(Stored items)
** Begin **

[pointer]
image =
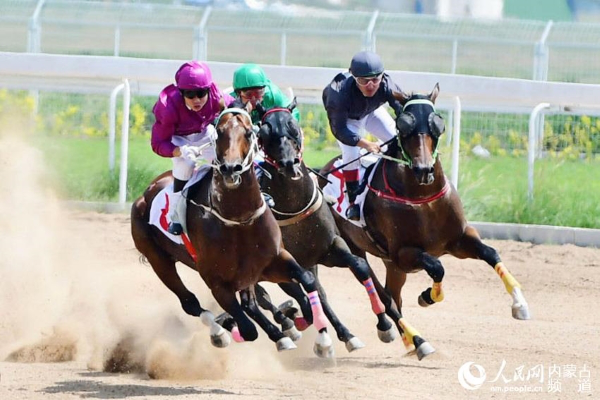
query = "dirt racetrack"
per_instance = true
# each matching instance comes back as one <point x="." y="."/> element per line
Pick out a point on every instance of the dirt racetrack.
<point x="74" y="295"/>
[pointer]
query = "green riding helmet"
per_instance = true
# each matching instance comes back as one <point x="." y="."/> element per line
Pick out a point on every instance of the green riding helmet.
<point x="249" y="76"/>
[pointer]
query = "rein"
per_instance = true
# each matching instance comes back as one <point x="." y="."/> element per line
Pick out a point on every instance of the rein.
<point x="230" y="222"/>
<point x="390" y="194"/>
<point x="313" y="205"/>
<point x="248" y="161"/>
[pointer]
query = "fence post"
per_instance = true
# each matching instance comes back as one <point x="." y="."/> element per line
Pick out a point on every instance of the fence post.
<point x="200" y="51"/>
<point x="455" y="141"/>
<point x="540" y="58"/>
<point x="112" y="120"/>
<point x="369" y="40"/>
<point x="124" y="144"/>
<point x="532" y="145"/>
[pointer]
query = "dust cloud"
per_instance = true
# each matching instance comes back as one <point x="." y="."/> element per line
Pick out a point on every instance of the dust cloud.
<point x="64" y="296"/>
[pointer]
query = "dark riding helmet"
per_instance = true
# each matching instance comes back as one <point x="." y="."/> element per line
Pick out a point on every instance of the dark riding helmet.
<point x="365" y="64"/>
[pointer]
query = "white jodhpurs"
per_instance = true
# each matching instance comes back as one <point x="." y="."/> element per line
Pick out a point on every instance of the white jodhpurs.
<point x="379" y="123"/>
<point x="184" y="168"/>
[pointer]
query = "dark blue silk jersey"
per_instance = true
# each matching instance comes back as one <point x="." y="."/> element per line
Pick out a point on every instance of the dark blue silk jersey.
<point x="343" y="100"/>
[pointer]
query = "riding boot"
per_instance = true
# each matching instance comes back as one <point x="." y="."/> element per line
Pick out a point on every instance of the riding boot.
<point x="176" y="208"/>
<point x="353" y="211"/>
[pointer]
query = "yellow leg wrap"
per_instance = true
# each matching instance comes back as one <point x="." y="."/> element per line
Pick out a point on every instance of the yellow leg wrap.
<point x="409" y="332"/>
<point x="509" y="281"/>
<point x="437" y="294"/>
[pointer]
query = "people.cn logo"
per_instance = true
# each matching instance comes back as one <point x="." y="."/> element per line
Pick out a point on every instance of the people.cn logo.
<point x="466" y="377"/>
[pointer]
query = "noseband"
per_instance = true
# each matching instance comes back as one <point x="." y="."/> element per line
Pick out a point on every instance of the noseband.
<point x="248" y="161"/>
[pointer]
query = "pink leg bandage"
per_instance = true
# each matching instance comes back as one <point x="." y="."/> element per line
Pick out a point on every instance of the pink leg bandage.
<point x="376" y="304"/>
<point x="236" y="335"/>
<point x="319" y="319"/>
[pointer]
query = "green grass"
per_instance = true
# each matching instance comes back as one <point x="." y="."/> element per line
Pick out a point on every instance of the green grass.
<point x="566" y="193"/>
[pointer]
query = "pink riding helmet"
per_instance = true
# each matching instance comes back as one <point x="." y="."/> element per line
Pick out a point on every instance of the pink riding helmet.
<point x="193" y="75"/>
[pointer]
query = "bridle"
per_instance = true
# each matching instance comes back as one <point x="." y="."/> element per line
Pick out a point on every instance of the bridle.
<point x="248" y="161"/>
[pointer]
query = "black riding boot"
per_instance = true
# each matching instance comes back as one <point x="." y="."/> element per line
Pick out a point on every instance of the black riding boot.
<point x="175" y="227"/>
<point x="353" y="211"/>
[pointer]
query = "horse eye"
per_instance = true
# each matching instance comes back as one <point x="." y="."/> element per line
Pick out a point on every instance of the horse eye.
<point x="436" y="124"/>
<point x="405" y="124"/>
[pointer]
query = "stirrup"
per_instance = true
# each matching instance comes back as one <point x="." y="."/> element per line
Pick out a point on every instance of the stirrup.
<point x="353" y="212"/>
<point x="268" y="199"/>
<point x="175" y="228"/>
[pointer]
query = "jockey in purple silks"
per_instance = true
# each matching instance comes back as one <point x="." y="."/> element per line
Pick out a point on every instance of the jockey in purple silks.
<point x="354" y="102"/>
<point x="184" y="113"/>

** End **

Written request:
Pictures stay out; reproduce every line of the records exactly.

Problem solution:
[pointer]
image =
query = "dirt racetrack"
per_instance = true
# each matching instance comes back as one <point x="." y="."/> element per line
Pick out a point on every instance of the dirt racetrack.
<point x="74" y="295"/>
[pointer]
query = "green riding helmet"
per_instance = true
# each matching instance comes back as one <point x="." y="."/> element per line
Pick out a point on every instance of the green riding helmet.
<point x="249" y="76"/>
[pointer]
query = "rein"
per_instance = true
# each matching instance comes back as one <point x="." y="."/> element per line
Pick out a point on every instance of the rein.
<point x="230" y="222"/>
<point x="390" y="194"/>
<point x="313" y="205"/>
<point x="248" y="161"/>
[pointer]
query = "fence post"
per_instance = true
# each matching instance comes back as one <point x="." y="."/> element per line
Pick out a point on every instance of the fence post.
<point x="200" y="51"/>
<point x="455" y="141"/>
<point x="540" y="58"/>
<point x="112" y="120"/>
<point x="369" y="40"/>
<point x="124" y="144"/>
<point x="532" y="145"/>
[pointer]
query = "dust cloud"
per_instance = true
# each matching instance comes back as one <point x="." y="."/> element per line
Pick out a point on every instance of the dust cloud.
<point x="64" y="296"/>
[pointer]
query = "dark riding helmet"
per_instance = true
# each matching instance comes back as one <point x="." y="."/> element per line
Pick out a point on every instance of the dark riding helmet.
<point x="365" y="64"/>
[pointer]
query = "white jodhpurs"
per_instance = true
# each matching instance comes back as one <point x="." y="."/> element per line
Pick out a point on every instance of the white jodhpurs.
<point x="379" y="123"/>
<point x="184" y="168"/>
[pointer]
query = "dark blue silk jersey"
per_instance = true
# each matching instance comes back as one <point x="." y="."/> element per line
Pick out a point on every instance of the dark blue silk jersey.
<point x="343" y="100"/>
[pointer]
query = "riding boot"
per_instance = true
# each matching instance comes back as one <point x="." y="."/> element per line
Pick out a point on every instance of the riding boot.
<point x="176" y="208"/>
<point x="353" y="211"/>
[pointer]
query = "yellow leg wrap"
per_instance = true
# each matching instance comes back as one <point x="." y="."/> element per line
Pick out a point on every instance of the yellow leg wrap.
<point x="409" y="332"/>
<point x="509" y="281"/>
<point x="437" y="294"/>
[pointer]
query = "people.cn logo"
per_instance = true
# each matching instance comes back as one <point x="." y="."/> element per line
Pick out a point on every instance of the people.cn logo.
<point x="466" y="377"/>
[pointer]
query = "noseband"
per_instance = true
# each matching instance comes back as one <point x="." y="."/> element per line
Pick out a point on every instance of the noseband.
<point x="248" y="161"/>
[pointer]
query = "pink leg bandage"
per_instance = true
# each matching instance comes back as one <point x="." y="."/> element per line
Pick out a point on every instance of the pink leg bandage.
<point x="376" y="304"/>
<point x="236" y="335"/>
<point x="319" y="319"/>
[pointer]
query = "green grass"
per_instance = true
# each matching instance comes back as one <point x="." y="."/> element per line
Pick out a point on every instance of the green grass.
<point x="566" y="193"/>
[pointer]
query = "pink riding helmet"
per_instance = true
# each matching instance comes back as one <point x="." y="."/> element per line
Pick out a point on every instance of the pink riding helmet.
<point x="193" y="75"/>
[pointer]
query = "bridle"
per_instance = true
# each matching instance comes back as one <point x="." y="."/> element per line
Pick out a point on every instance of the bridle.
<point x="248" y="161"/>
[pointer]
query = "black riding boot"
per_instance = true
# each matching instance comes back as one <point x="." y="."/> element per line
Pick out a point on every instance of the black riding boot.
<point x="175" y="227"/>
<point x="353" y="211"/>
[pointer]
query = "horse eye"
per_instance = true
# each matching instance comes back as one <point x="." y="."/> element per line
Pick out a point on every instance of the horse eye.
<point x="436" y="124"/>
<point x="405" y="124"/>
[pointer]
query = "stirrup"
per_instance = true
# each matching instance comes back as one <point x="." y="."/> element per line
Pick out a point on every instance of the stirrup.
<point x="353" y="212"/>
<point x="268" y="199"/>
<point x="175" y="228"/>
[pointer]
query = "jockey in purple silks"
per_instance = true
# each matching instance comes back as one <point x="." y="."/> element per line
Pick out a point on every instance of the jockey in purple silks.
<point x="354" y="102"/>
<point x="184" y="113"/>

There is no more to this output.